# [Task requirements]
Transcribe the whole listing without a single picture.

>> begin Listed records

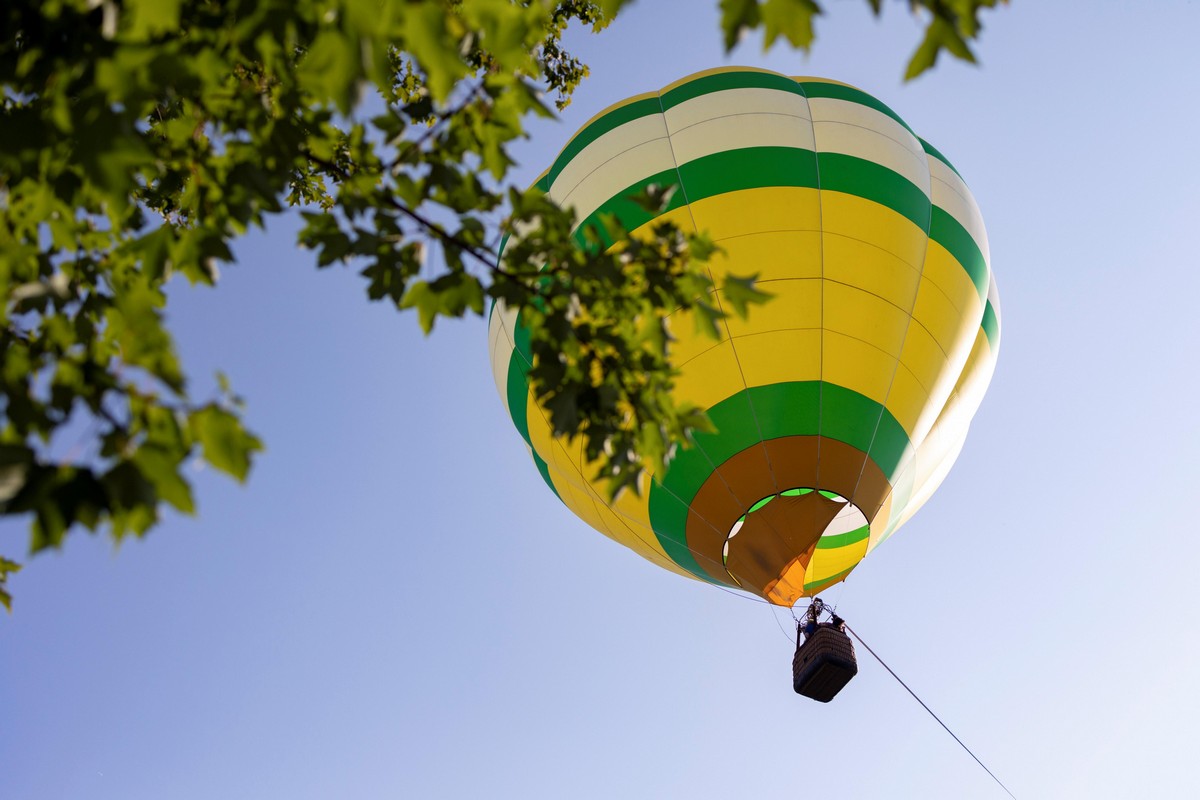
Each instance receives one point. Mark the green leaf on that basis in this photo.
(331, 68)
(791, 19)
(736, 17)
(225, 441)
(6, 569)
(939, 35)
(161, 469)
(426, 36)
(151, 17)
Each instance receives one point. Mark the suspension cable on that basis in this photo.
(930, 711)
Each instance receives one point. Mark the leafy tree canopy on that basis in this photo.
(139, 138)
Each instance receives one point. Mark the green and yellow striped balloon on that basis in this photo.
(841, 403)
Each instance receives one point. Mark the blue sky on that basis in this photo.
(363, 619)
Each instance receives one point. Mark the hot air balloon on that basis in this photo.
(841, 403)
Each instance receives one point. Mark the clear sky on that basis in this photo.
(363, 619)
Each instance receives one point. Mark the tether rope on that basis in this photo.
(930, 711)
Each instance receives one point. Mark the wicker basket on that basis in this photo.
(823, 663)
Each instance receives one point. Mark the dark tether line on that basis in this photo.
(930, 713)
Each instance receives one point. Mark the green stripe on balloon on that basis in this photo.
(843, 540)
(610, 121)
(937, 154)
(725, 82)
(990, 325)
(949, 233)
(748, 168)
(786, 409)
(839, 91)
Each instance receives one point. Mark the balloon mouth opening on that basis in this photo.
(771, 548)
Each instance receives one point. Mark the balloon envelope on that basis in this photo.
(841, 403)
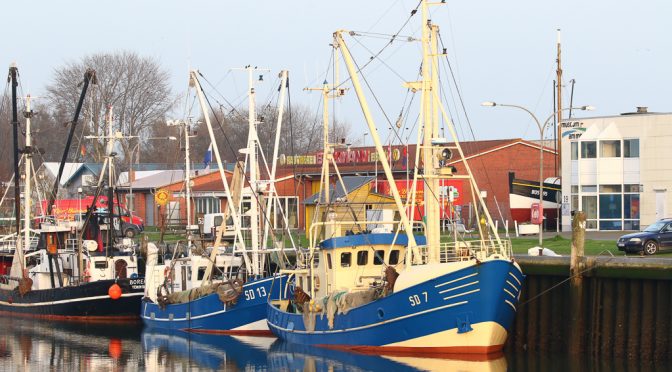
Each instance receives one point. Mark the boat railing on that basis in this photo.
(480, 249)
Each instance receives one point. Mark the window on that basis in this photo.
(610, 206)
(631, 206)
(610, 188)
(610, 149)
(130, 201)
(346, 259)
(631, 148)
(588, 150)
(394, 257)
(207, 205)
(379, 257)
(362, 258)
(575, 150)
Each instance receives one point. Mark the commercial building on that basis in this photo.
(617, 169)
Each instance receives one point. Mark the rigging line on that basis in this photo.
(381, 60)
(319, 106)
(392, 126)
(375, 56)
(383, 15)
(221, 128)
(464, 109)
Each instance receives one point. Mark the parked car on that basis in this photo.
(656, 237)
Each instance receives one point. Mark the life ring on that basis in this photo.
(167, 274)
(316, 281)
(87, 272)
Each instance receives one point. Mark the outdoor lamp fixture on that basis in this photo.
(542, 128)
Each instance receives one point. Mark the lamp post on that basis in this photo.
(542, 128)
(130, 166)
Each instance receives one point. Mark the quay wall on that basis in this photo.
(626, 311)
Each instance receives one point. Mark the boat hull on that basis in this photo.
(209, 314)
(85, 302)
(467, 310)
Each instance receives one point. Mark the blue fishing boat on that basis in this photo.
(388, 290)
(226, 289)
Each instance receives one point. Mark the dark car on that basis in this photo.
(656, 237)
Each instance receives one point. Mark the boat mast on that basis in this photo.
(215, 149)
(27, 182)
(110, 180)
(278, 129)
(382, 157)
(252, 144)
(430, 125)
(558, 72)
(18, 253)
(187, 178)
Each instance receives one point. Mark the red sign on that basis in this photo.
(536, 213)
(448, 189)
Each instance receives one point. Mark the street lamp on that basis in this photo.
(542, 128)
(130, 166)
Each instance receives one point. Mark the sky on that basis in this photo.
(618, 52)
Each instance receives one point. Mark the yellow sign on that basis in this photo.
(161, 197)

>> end Listed records

# [Answer to the exercise]
Each instance receives one point. Mark the green leaf on that basis in this photo.
(331, 68)
(791, 19)
(736, 17)
(225, 441)
(6, 569)
(939, 35)
(161, 469)
(426, 36)
(151, 17)
Each instance receives one point. Mark the suspension cable on that basis in this photo.
(930, 711)
Each instance receives one point. Mark the leafy tree canopy on that basis in this photo.
(139, 138)
Each instance receives one point. Mark the green and yellow striped balloon on that basis in this photo.
(841, 403)
Each instance receives one point. Mark the blue sky on that basis in this photo.
(363, 619)
Each instance receives one point. Mark the hot air balloon on that basis in this photo.
(841, 403)
Each instance receives one point. Mark the clear sky on that basis in this photo.
(363, 619)
Each instance receives one point. Mark the tether rope on that basis in this photo.
(930, 711)
Each instance receives one point. Mark the wicker basket on that basis in this photo.
(823, 663)
Each instance receives one point. Mark the dark tether line on that basis in this photo.
(930, 713)
Each instance receives one point. Mark the green stripe on balloon on that basis in this photo.
(843, 540)
(610, 121)
(937, 154)
(725, 82)
(990, 325)
(949, 233)
(748, 168)
(786, 409)
(839, 91)
Each instance receives one point. Mark the balloon mouth opening on that basis in this photo.
(771, 548)
Each instance receives one point. Mark the balloon envelope on that basis in this photo.
(841, 403)
Each instance receives one point. Mark the boat railing on that basis in this photo.
(480, 249)
Each instance receives one point. Mark the window on that basis in this photo.
(610, 206)
(631, 206)
(610, 188)
(610, 149)
(130, 201)
(346, 259)
(631, 148)
(588, 150)
(394, 257)
(207, 205)
(379, 257)
(362, 258)
(575, 150)
Each instance receives one point. Mark the commercial building on that basis in this photo.
(617, 169)
Each instance receives one point. Mark the rigging line on that basis in this photo.
(381, 60)
(319, 106)
(392, 126)
(375, 56)
(383, 15)
(221, 128)
(464, 109)
Each instance receives one point. Mark the parked car on that basis in this photo.
(656, 237)
Each instance receives one point. Mark the life ring on that basis in this photo.
(167, 274)
(316, 281)
(87, 272)
Each instance receives one point. Mark the outdoor lamp fixture on that basis in this photo.
(542, 128)
Each instance receives one point. Mark the lamp post on that basis in this photo.
(542, 128)
(130, 166)
Each instance receives one point. Mark the quay wall on that basis in this photo.
(626, 311)
Each instance receives one point. Mark the boat hull on that basis in this photo.
(209, 314)
(85, 302)
(467, 310)
Each instance receives one point. Mark the blue fishing boat on that basis in this photo.
(388, 290)
(226, 289)
Each instance receives one point. Mark the dark car on that basis in this photo.
(656, 237)
Each instance receives one point. Mark the boat mast on that basis in this photo.
(215, 149)
(27, 182)
(110, 180)
(278, 129)
(382, 157)
(252, 144)
(430, 125)
(558, 72)
(18, 253)
(187, 178)
Each instance receives one point. Mark the red sign on that basis in this photo.
(536, 213)
(448, 189)
Each instance receives one point. Mark the street lamp on that basis in this photo.
(542, 128)
(130, 166)
Each instance receives one point. Mark the sky on that basis in this photo.
(618, 52)
Each instance receives one point. Mark the yellow sign on that basis in this photo.
(161, 197)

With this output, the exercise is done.